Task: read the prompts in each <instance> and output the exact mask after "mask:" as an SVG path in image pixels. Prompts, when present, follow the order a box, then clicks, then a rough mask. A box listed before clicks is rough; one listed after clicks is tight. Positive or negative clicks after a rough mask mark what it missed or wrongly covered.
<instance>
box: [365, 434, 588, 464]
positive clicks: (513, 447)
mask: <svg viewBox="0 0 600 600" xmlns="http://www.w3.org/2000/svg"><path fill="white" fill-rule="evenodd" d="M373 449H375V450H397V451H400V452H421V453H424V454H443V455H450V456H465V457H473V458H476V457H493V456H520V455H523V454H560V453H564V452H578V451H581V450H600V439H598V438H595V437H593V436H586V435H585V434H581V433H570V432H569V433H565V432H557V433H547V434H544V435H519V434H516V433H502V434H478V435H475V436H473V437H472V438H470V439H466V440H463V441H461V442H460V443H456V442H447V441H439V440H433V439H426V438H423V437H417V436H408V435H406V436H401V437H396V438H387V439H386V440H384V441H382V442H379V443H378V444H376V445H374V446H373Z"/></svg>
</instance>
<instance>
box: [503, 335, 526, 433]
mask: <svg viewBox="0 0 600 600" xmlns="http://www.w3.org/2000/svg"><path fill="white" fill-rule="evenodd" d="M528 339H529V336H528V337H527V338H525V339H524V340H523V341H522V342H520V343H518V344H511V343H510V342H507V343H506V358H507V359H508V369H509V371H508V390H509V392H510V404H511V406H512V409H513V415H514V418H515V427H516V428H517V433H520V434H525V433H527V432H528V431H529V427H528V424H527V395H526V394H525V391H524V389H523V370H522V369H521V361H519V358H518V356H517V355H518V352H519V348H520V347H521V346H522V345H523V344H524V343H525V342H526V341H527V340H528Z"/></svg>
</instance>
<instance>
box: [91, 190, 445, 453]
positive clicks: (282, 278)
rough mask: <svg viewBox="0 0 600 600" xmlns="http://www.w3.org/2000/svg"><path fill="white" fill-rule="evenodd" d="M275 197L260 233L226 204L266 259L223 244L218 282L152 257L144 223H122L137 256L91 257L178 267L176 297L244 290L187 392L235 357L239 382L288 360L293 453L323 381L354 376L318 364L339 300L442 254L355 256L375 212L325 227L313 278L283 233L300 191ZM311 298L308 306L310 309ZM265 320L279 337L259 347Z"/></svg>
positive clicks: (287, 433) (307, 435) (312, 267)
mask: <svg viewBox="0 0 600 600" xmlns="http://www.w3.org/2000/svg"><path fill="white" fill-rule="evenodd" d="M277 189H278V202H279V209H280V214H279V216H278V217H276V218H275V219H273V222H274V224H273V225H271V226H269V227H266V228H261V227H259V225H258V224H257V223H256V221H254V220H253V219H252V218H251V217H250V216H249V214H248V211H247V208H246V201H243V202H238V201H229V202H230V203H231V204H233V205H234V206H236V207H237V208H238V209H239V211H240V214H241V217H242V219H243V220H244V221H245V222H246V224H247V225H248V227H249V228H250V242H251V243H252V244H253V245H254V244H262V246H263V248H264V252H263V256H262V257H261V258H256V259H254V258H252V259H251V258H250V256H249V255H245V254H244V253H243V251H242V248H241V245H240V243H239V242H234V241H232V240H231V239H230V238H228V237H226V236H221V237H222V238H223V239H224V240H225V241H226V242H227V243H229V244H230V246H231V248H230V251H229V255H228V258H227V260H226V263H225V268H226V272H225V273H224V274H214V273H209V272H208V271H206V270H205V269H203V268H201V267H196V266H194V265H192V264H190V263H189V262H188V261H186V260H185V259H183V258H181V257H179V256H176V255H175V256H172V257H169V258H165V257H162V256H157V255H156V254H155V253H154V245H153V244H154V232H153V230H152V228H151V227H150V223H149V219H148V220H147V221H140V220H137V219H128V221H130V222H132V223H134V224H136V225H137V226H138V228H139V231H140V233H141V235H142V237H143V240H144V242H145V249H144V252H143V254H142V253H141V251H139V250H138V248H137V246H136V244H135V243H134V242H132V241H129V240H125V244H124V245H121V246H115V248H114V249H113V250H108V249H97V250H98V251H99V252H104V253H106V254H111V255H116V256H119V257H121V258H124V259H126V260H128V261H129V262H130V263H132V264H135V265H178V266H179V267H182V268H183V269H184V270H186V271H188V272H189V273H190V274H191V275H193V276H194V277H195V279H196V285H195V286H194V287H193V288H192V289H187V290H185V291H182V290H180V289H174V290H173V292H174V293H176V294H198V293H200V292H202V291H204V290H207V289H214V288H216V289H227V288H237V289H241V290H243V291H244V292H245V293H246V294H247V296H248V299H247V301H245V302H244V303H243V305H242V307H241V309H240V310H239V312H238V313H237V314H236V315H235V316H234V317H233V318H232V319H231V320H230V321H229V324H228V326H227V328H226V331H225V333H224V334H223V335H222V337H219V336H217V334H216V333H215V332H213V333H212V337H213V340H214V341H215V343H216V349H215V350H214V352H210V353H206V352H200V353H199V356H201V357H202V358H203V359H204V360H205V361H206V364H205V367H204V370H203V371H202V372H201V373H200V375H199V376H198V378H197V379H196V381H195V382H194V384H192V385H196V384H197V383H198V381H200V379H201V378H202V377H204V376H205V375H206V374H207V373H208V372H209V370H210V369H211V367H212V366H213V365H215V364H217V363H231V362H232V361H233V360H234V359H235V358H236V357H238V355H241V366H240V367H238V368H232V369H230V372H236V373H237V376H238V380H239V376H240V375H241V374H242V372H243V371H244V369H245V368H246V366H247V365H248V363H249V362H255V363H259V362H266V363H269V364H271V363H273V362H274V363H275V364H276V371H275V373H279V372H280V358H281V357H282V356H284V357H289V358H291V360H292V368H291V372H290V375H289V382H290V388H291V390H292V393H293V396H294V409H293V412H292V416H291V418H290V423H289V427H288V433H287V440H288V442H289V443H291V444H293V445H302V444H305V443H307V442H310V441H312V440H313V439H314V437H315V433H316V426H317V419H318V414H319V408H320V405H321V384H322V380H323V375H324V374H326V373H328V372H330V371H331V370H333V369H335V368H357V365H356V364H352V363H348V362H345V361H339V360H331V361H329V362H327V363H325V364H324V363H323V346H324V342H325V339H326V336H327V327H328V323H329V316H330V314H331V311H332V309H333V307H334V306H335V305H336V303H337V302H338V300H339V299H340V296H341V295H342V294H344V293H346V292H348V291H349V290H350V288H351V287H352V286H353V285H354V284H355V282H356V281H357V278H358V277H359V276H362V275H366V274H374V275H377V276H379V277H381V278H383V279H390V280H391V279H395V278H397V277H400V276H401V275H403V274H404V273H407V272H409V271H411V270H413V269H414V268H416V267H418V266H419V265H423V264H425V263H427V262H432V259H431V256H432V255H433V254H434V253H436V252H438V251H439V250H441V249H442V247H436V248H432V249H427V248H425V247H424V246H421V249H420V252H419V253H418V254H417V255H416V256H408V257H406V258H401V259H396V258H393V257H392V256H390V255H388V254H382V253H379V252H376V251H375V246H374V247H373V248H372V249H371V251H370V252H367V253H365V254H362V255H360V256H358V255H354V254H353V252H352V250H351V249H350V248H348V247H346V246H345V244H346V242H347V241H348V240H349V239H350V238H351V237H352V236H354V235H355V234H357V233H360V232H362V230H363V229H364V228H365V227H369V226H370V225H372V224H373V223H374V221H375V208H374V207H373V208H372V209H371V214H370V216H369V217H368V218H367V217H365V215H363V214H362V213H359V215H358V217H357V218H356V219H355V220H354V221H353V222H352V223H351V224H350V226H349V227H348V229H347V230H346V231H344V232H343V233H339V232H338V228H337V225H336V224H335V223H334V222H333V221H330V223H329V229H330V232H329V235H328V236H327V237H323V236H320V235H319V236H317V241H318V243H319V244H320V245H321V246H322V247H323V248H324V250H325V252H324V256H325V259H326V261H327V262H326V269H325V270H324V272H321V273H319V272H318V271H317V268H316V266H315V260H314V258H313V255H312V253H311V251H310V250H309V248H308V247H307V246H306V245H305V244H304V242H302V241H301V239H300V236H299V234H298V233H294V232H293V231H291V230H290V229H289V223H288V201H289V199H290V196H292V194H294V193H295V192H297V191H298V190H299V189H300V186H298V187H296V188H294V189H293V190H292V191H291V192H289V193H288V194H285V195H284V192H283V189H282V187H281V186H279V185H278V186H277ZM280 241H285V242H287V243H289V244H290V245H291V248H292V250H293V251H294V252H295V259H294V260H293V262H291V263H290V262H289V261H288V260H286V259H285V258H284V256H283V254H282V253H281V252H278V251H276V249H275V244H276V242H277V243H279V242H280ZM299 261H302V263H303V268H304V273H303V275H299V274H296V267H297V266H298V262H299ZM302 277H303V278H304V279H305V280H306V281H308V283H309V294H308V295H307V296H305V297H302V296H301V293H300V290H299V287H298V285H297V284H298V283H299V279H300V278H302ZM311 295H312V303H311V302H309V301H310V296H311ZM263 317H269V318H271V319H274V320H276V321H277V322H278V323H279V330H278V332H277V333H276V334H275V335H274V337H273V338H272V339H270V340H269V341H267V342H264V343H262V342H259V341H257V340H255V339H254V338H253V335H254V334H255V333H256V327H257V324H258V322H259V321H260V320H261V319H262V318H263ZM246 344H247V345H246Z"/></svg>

[REQUIRED WORK]
Above are some records; copy exactly the lines from the one with "positive clicks: (513, 447)" through the one with "box: [91, 190, 445, 453]", both included, and no others.

[TASK SOLUTION]
positive clicks: (513, 447)
mask: <svg viewBox="0 0 600 600" xmlns="http://www.w3.org/2000/svg"><path fill="white" fill-rule="evenodd" d="M373 449H375V450H397V451H400V452H421V453H424V454H443V455H450V456H465V457H473V458H476V457H493V456H520V455H523V454H560V453H564V452H578V451H581V450H600V439H598V438H595V437H593V436H586V435H585V434H581V433H570V432H569V433H565V432H557V433H547V434H544V435H519V434H516V433H502V434H478V435H475V436H473V437H472V438H470V439H466V440H463V441H461V442H460V443H456V442H447V441H439V440H433V439H426V438H423V437H417V436H408V435H406V436H401V437H396V438H387V439H386V440H384V441H382V442H379V443H378V444H376V445H374V446H373Z"/></svg>
</instance>
<instance>
box: [503, 335, 526, 433]
mask: <svg viewBox="0 0 600 600" xmlns="http://www.w3.org/2000/svg"><path fill="white" fill-rule="evenodd" d="M528 339H529V336H528V337H527V338H525V339H524V340H523V341H522V342H520V343H518V344H511V343H510V342H507V343H506V358H507V359H508V369H509V371H508V390H509V392H510V404H511V406H512V409H513V415H514V418H515V427H516V428H517V433H520V434H525V433H527V432H528V431H529V427H528V424H527V395H526V394H525V391H524V389H523V370H522V369H521V361H519V358H518V356H517V355H518V352H519V348H520V347H521V346H522V345H523V344H524V343H525V342H526V341H527V340H528Z"/></svg>
</instance>
<instance>
box: [91, 190, 445, 453]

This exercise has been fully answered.